Given records:
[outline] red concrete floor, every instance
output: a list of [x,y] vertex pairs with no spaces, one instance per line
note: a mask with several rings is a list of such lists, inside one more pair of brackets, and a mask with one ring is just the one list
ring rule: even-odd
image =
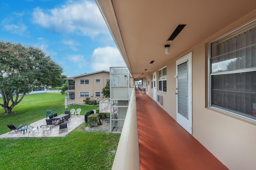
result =
[[147,95],[136,95],[140,170],[228,169]]

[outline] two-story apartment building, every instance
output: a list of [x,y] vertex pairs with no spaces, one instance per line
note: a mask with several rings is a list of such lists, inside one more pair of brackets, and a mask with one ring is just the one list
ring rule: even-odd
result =
[[96,1],[146,95],[229,169],[255,169],[255,1]]
[[84,100],[88,98],[98,102],[104,98],[102,92],[109,81],[109,71],[100,71],[66,79],[68,82],[69,104],[84,104]]

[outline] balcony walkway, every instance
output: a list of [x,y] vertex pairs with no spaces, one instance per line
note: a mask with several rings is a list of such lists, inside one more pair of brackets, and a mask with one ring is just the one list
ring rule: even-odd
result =
[[136,95],[140,170],[228,169],[138,88]]

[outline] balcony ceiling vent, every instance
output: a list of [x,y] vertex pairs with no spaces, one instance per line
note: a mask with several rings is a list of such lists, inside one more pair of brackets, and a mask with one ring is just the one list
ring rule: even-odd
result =
[[183,28],[184,28],[184,27],[185,27],[186,25],[186,24],[180,24],[178,25],[167,41],[173,41],[174,39],[174,38],[175,38],[178,34],[180,33],[180,31],[183,29]]

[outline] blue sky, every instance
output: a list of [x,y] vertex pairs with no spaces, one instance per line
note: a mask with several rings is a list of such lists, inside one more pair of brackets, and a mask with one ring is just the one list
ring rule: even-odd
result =
[[2,0],[0,41],[38,47],[68,77],[126,66],[94,0]]

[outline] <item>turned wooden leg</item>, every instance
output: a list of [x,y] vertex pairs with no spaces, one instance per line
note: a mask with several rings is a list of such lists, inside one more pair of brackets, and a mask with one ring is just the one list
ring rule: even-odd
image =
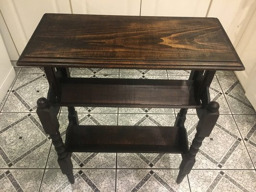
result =
[[174,123],[174,127],[184,127],[187,110],[187,108],[181,109],[180,112],[177,115],[175,122]]
[[209,136],[218,120],[219,108],[219,106],[217,102],[212,101],[208,104],[207,108],[202,109],[202,111],[198,112],[200,114],[200,116],[196,127],[196,133],[189,152],[182,155],[182,162],[180,166],[180,172],[176,180],[177,183],[180,183],[186,175],[190,172],[195,162],[195,156],[203,141],[206,137]]
[[77,112],[76,111],[74,107],[68,107],[68,111],[69,112],[68,119],[69,122],[72,122],[73,125],[79,125],[78,117]]
[[46,133],[49,134],[52,139],[52,144],[58,155],[58,163],[61,172],[67,175],[70,183],[74,183],[71,153],[68,153],[65,150],[59,132],[60,124],[54,108],[44,97],[38,99],[37,104],[37,113]]

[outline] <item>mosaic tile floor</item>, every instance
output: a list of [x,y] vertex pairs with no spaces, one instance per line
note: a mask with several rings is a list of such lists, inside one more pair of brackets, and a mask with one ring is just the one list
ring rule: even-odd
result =
[[[70,184],[36,113],[48,89],[43,71],[15,68],[16,78],[0,104],[0,192],[255,192],[256,113],[232,72],[218,72],[210,89],[220,115],[188,176],[175,182],[180,155],[73,153]],[[189,71],[72,69],[92,78],[186,79]],[[172,108],[76,108],[83,125],[171,126]],[[58,116],[65,139],[67,110]],[[192,142],[198,121],[190,109],[185,126]]]

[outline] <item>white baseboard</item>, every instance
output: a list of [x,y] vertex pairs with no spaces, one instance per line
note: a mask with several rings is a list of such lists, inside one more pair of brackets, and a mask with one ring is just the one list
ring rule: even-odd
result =
[[0,103],[2,102],[4,96],[12,85],[15,75],[14,69],[13,66],[12,66],[2,84],[0,85]]

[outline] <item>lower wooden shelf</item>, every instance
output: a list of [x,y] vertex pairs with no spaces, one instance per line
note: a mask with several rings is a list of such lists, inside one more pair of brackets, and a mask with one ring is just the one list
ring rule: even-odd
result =
[[69,126],[65,147],[68,152],[183,153],[188,151],[184,127]]

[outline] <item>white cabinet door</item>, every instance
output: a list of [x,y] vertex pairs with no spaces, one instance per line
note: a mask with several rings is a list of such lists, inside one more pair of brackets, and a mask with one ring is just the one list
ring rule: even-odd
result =
[[15,78],[15,72],[0,34],[0,103]]
[[141,15],[205,17],[210,0],[142,0]]
[[140,0],[71,0],[73,13],[139,15]]
[[20,54],[45,13],[71,13],[69,0],[1,0],[0,9]]
[[235,73],[247,96],[256,109],[256,10],[250,20],[236,50],[245,67]]
[[212,0],[207,16],[219,20],[235,48],[256,8],[255,0]]

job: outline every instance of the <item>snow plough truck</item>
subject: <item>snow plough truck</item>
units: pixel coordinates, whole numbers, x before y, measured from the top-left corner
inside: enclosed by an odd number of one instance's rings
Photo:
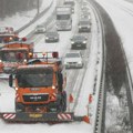
[[[66,78],[62,61],[58,52],[51,53],[53,58],[49,59],[47,52],[43,58],[32,59],[10,74],[9,85],[16,89],[16,112],[0,113],[6,122],[88,122],[88,116],[75,116],[66,111]]]
[[[12,27],[0,27],[0,48],[8,42],[18,41],[18,33]]]
[[[33,43],[22,40],[9,42],[0,49],[0,79],[8,79],[17,66],[32,58]]]

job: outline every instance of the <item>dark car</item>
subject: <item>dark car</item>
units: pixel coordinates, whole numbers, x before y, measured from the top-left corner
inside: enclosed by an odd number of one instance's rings
[[[89,20],[81,20],[79,22],[79,32],[91,32],[91,22]]]
[[[84,35],[76,34],[71,38],[71,49],[86,49],[88,39]]]
[[[45,42],[59,42],[59,33],[57,31],[48,31],[45,33]]]

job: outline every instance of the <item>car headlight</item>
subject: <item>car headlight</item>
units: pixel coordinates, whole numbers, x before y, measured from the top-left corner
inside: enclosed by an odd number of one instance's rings
[[[86,41],[83,41],[83,43],[86,43]]]
[[[79,61],[78,63],[79,63],[79,64],[81,64],[81,63],[82,63],[82,61]]]
[[[68,62],[64,62],[64,64],[68,64]]]

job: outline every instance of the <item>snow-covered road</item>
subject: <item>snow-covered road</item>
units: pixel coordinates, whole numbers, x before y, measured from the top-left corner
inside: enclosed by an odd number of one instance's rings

Directions for this task: Format the stretch of the records from the line that contains "[outline] <item>white cabinet" through the line that contains "[[212,0],[207,16],[219,20],[235,48],[256,8],[255,0]]", both included, as a JSON list of strings with one string per line and blank lines left out.

Answer:
[
  "[outline] <item>white cabinet door</item>, every instance",
  "output: a list of [x,y] vertex pairs with no spaces, one instance per line",
  "note: a mask with several rings is a list of such lists, inside one more pair of brackets, and a mask with one ring is just the one list",
  "ring rule: even-odd",
  "result =",
  "[[15,78],[15,72],[0,34],[0,103]]",
  "[[141,15],[205,17],[210,0],[142,0]]",
  "[[140,0],[71,0],[73,13],[139,15]]",
  "[[20,54],[45,13],[71,13],[69,0],[1,0],[0,9]]",
  "[[235,73],[247,96],[256,109],[256,10],[250,20],[236,50],[245,67]]",
  "[[212,0],[207,16],[219,20],[235,48],[256,8],[255,0]]"
]